● **Objectif de l'exercice**
Recopiez mot pour mot, s'il vous plaît, l'intégralité du segment de texte sur l'anticléricalisme présenté ci-dessous.

● **Segment de texte**
--------------------------------

D. L’anticléricalisme.

Les anarchistes se disent opposés à la religion, “ de quelque manière qu’elle se présente parce qu’elle n’est qu’un reste d’ignorance ; qu’elle oppose la foi, la croyance au raisonnement ; qu’elle fausse le sens de la vie ; qu’elle est constamment au service des puissants à titre de moyen de domination ; qu’elle place le dogme en travers de toute recherche de la vérité” [74]. Les anarchistes se veulent humanistes. Ils croient en la bonté de l’homme et en la capacité de l’homme à se diriger lui-même. C’est pourquoi, comme nous l’avons vu, ils sont opposés à tout ce qui entrave un tant soit peu la liberté humaine. Or la religion est considérée comme une de ces entraves et fait partie des “ morales dogmatiques, à obligations et sanctions extérieures ou conventionnelles” auxquelles il faut s’opposer parce qu’elles forment “ un ensemble de commandements”, parce qu’elles sont irrationnelles et qu’elles “ servent à justifier les pires malhonnêtetés” [75].

--------------------------------

● **Liste des données**
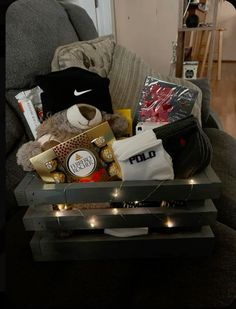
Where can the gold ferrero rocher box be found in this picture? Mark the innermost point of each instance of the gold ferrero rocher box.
(83, 158)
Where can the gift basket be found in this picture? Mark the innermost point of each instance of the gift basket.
(93, 190)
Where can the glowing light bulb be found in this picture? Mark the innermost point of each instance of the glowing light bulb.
(115, 211)
(169, 223)
(115, 193)
(92, 222)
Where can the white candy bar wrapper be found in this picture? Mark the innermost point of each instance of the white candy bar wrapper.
(30, 104)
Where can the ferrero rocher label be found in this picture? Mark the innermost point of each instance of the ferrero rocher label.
(76, 158)
(81, 162)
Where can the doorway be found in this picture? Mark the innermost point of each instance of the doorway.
(101, 12)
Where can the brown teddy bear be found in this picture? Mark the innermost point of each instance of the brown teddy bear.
(64, 125)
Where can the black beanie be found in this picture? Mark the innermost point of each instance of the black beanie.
(62, 89)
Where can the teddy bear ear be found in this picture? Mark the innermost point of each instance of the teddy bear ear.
(49, 144)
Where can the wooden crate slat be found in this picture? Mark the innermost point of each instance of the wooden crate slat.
(202, 186)
(184, 244)
(45, 218)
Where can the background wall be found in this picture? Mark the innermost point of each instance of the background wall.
(227, 19)
(148, 29)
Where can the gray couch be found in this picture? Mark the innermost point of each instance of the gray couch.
(34, 28)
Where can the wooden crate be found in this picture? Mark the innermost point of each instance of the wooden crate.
(180, 231)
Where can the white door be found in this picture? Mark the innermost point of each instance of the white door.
(100, 12)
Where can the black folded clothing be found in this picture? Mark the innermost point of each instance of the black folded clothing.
(187, 144)
(62, 89)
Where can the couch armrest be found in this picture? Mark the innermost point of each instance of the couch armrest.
(224, 164)
(214, 121)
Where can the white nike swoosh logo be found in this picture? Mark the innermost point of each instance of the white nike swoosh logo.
(77, 93)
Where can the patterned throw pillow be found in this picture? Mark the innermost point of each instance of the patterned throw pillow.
(93, 55)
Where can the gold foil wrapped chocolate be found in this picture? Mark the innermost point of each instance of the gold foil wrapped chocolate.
(59, 177)
(114, 170)
(51, 165)
(106, 154)
(99, 141)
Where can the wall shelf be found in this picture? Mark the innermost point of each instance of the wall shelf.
(182, 30)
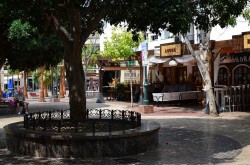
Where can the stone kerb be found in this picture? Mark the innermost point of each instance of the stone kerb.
(81, 145)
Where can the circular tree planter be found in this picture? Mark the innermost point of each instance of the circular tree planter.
(81, 144)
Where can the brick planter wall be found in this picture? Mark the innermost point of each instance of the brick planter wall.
(81, 145)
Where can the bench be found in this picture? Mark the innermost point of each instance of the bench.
(33, 95)
(177, 96)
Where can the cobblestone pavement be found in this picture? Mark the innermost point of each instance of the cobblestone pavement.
(184, 138)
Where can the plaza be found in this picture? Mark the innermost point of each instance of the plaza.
(186, 136)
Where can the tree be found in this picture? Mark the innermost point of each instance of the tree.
(120, 48)
(73, 21)
(27, 43)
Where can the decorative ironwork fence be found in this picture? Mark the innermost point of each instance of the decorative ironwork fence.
(97, 120)
(233, 98)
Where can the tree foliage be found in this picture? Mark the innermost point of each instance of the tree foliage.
(121, 45)
(30, 49)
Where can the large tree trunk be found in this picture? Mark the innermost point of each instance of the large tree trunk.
(62, 83)
(75, 77)
(25, 84)
(41, 93)
(203, 66)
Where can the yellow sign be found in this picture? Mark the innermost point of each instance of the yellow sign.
(170, 50)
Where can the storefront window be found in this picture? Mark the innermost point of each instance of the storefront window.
(223, 76)
(197, 79)
(242, 75)
(181, 74)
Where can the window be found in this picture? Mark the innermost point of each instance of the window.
(241, 75)
(197, 79)
(223, 76)
(181, 74)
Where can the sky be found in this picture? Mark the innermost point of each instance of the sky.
(219, 34)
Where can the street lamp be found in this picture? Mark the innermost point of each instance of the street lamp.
(172, 63)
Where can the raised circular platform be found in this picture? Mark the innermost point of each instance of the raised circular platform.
(81, 144)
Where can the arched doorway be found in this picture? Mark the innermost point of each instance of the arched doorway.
(223, 76)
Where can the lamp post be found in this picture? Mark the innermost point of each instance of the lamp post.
(144, 48)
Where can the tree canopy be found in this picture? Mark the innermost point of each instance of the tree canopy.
(30, 49)
(120, 45)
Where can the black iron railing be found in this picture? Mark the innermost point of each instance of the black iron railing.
(97, 120)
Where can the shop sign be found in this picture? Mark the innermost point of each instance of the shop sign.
(241, 57)
(246, 42)
(170, 50)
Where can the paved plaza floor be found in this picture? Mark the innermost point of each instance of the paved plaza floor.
(187, 136)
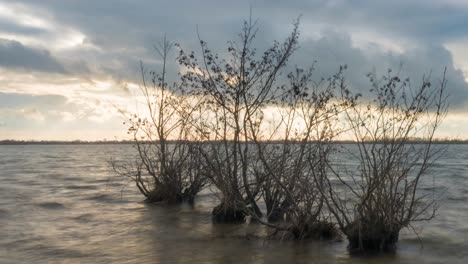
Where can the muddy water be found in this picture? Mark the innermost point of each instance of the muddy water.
(63, 204)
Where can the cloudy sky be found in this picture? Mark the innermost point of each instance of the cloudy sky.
(66, 65)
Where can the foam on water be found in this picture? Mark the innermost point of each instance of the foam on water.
(63, 204)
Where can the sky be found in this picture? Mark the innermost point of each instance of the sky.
(68, 66)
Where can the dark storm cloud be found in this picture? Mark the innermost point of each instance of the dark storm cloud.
(335, 49)
(125, 32)
(13, 54)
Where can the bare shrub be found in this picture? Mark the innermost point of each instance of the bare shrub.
(235, 89)
(373, 202)
(167, 166)
(296, 164)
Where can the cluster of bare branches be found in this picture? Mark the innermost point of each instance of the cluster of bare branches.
(374, 201)
(266, 142)
(167, 166)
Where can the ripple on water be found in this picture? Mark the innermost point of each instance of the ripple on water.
(105, 198)
(81, 187)
(51, 205)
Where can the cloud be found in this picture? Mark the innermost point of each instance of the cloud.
(90, 43)
(334, 49)
(13, 54)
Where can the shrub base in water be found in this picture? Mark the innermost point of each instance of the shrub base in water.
(228, 214)
(371, 239)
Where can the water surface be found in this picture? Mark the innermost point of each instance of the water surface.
(63, 204)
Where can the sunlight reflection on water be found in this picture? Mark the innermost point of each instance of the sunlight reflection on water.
(62, 204)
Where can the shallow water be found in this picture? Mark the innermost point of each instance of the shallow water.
(63, 204)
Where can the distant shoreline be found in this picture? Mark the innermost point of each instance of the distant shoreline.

--------------------------------

● **Réponse attendue**
D. L’anticléricalisme.

Les anarchistes se disent opposés à la religion, “ de quelque manière qu’elle se présente parce qu’elle n’est qu’un reste d’ignorance ; qu’elle oppose la foi, la croyance au raisonnement ; qu’elle fausse le sens de la vie ; qu’elle est constamment au service des puissants à titre de moyen de domination ; qu’elle place le dogme en travers de toute recherche de la vérité” [74]. Les anarchistes se veulent humanistes. Ils croient en la bonté de l’homme et en la capacité de l’homme à se diriger lui-même. C’est pourquoi, comme nous l’avons vu, ils sont opposés à tout ce qui entrave un tant soit peu la liberté humaine. Or la religion est considérée comme une de ces entraves et fait partie des “ morales dogmatiques, à obligations et sanctions extérieures ou conventionnelles” auxquelles il faut s’opposer parce qu’elles forment “ un ensemble de commandements”, parce qu’elles sont irrationnelles et qu’elles “ servent à justifier les pires malhonnêtetés” [75].